_Exercise input_.
>>>
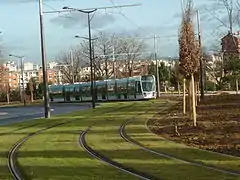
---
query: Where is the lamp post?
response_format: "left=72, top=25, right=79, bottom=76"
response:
left=38, top=0, right=50, bottom=118
left=63, top=6, right=97, bottom=108
left=196, top=9, right=204, bottom=99
left=75, top=35, right=98, bottom=108
left=9, top=54, right=26, bottom=106
left=154, top=35, right=160, bottom=98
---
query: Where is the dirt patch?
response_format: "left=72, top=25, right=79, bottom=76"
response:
left=149, top=94, right=240, bottom=157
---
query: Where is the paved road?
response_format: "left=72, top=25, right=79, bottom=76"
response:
left=0, top=103, right=92, bottom=126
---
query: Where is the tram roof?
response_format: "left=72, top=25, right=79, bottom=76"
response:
left=48, top=75, right=154, bottom=90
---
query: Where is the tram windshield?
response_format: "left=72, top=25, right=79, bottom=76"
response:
left=142, top=81, right=154, bottom=91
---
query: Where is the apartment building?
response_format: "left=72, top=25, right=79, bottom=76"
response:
left=37, top=68, right=57, bottom=84
left=1, top=58, right=158, bottom=88
left=0, top=65, right=10, bottom=92
left=8, top=71, right=19, bottom=89
left=1, top=61, right=61, bottom=90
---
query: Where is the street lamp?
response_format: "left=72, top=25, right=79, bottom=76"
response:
left=9, top=54, right=26, bottom=106
left=63, top=6, right=97, bottom=109
left=154, top=35, right=160, bottom=98
left=38, top=0, right=50, bottom=118
left=75, top=34, right=98, bottom=108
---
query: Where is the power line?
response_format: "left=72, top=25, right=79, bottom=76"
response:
left=42, top=2, right=70, bottom=19
left=108, top=0, right=153, bottom=36
left=43, top=4, right=141, bottom=14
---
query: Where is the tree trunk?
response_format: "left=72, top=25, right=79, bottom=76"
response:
left=188, top=79, right=192, bottom=118
left=195, top=81, right=198, bottom=106
left=197, top=82, right=200, bottom=102
left=191, top=74, right=197, bottom=127
left=6, top=93, right=10, bottom=104
left=30, top=91, right=34, bottom=103
left=236, top=79, right=239, bottom=94
left=178, top=81, right=180, bottom=98
left=164, top=84, right=167, bottom=93
left=183, top=79, right=186, bottom=115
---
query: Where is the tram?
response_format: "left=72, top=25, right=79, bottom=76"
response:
left=48, top=75, right=156, bottom=102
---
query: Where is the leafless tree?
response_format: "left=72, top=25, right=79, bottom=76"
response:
left=94, top=32, right=115, bottom=79
left=203, top=0, right=240, bottom=33
left=117, top=37, right=146, bottom=77
left=56, top=46, right=87, bottom=83
left=78, top=32, right=146, bottom=79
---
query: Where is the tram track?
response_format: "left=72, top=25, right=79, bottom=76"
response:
left=6, top=103, right=135, bottom=180
left=79, top=128, right=158, bottom=180
left=8, top=121, right=70, bottom=180
left=77, top=102, right=161, bottom=180
left=119, top=118, right=240, bottom=177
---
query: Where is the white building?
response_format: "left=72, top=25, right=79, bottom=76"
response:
left=24, top=62, right=34, bottom=71
left=4, top=61, right=18, bottom=72
left=47, top=62, right=58, bottom=69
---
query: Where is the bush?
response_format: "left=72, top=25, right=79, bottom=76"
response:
left=10, top=91, right=21, bottom=101
left=205, top=81, right=215, bottom=91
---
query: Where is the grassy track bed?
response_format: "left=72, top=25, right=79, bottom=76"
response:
left=17, top=103, right=136, bottom=180
left=0, top=117, right=71, bottom=180
left=86, top=100, right=240, bottom=180
left=128, top=119, right=240, bottom=174
left=2, top=100, right=239, bottom=180
left=0, top=106, right=99, bottom=179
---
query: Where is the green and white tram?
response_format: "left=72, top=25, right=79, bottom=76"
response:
left=48, top=75, right=156, bottom=102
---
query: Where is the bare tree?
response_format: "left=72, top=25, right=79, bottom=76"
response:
left=94, top=32, right=115, bottom=79
left=117, top=37, right=146, bottom=77
left=204, top=0, right=238, bottom=32
left=79, top=32, right=146, bottom=79
left=3, top=83, right=10, bottom=104
left=57, top=46, right=87, bottom=83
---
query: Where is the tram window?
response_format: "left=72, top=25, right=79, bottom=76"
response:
left=142, top=82, right=153, bottom=91
left=135, top=81, right=141, bottom=94
left=86, top=86, right=91, bottom=96
left=128, top=81, right=135, bottom=93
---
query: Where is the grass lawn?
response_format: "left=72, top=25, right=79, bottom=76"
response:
left=86, top=100, right=239, bottom=180
left=17, top=103, right=136, bottom=180
left=0, top=100, right=239, bottom=179
left=0, top=117, right=71, bottom=179
left=126, top=112, right=240, bottom=179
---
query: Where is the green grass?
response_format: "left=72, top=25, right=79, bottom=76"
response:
left=125, top=112, right=240, bottom=179
left=15, top=103, right=137, bottom=180
left=86, top=100, right=240, bottom=180
left=0, top=100, right=239, bottom=180
left=132, top=119, right=240, bottom=172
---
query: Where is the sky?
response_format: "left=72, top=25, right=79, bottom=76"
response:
left=0, top=0, right=224, bottom=63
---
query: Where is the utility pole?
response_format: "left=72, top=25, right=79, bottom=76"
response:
left=17, top=59, right=21, bottom=97
left=154, top=35, right=160, bottom=98
left=20, top=57, right=26, bottom=106
left=112, top=43, right=116, bottom=79
left=9, top=54, right=26, bottom=106
left=87, top=10, right=96, bottom=109
left=38, top=0, right=50, bottom=118
left=65, top=8, right=97, bottom=109
left=196, top=9, right=204, bottom=99
left=92, top=40, right=96, bottom=99
left=41, top=3, right=141, bottom=108
left=70, top=50, right=74, bottom=84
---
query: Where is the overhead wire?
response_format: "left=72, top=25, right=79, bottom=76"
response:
left=108, top=0, right=153, bottom=36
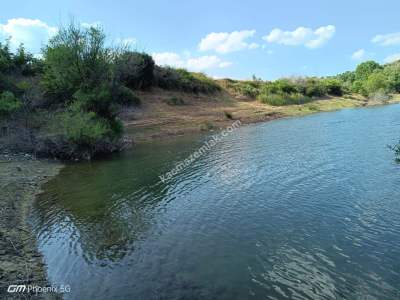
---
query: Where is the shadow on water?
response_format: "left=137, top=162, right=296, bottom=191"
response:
left=33, top=135, right=206, bottom=263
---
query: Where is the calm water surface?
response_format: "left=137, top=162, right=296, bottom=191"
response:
left=32, top=105, right=400, bottom=299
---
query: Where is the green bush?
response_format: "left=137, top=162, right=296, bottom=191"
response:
<<<
_Activity_. Every line from the top of the material above through the line with "query: Where is the tram roof?" should be duplicated exactly, please; leave out the pictures.

_Worked solution_.
---
query: Where is the lamp post?
response_format: "left=72, top=25, right=79, bottom=76"
response:
left=38, top=0, right=50, bottom=118
left=63, top=6, right=97, bottom=108
left=196, top=9, right=204, bottom=99
left=75, top=35, right=98, bottom=108
left=9, top=54, right=26, bottom=106
left=154, top=35, right=160, bottom=98
---
query: Where is the dirt patch?
response_format: "left=72, top=25, right=79, bottom=76"
response:
left=149, top=94, right=240, bottom=157
---
query: Where is the paved road?
response_format: "left=72, top=25, right=79, bottom=76"
response:
left=0, top=103, right=92, bottom=126
---
query: Where is the tram roof?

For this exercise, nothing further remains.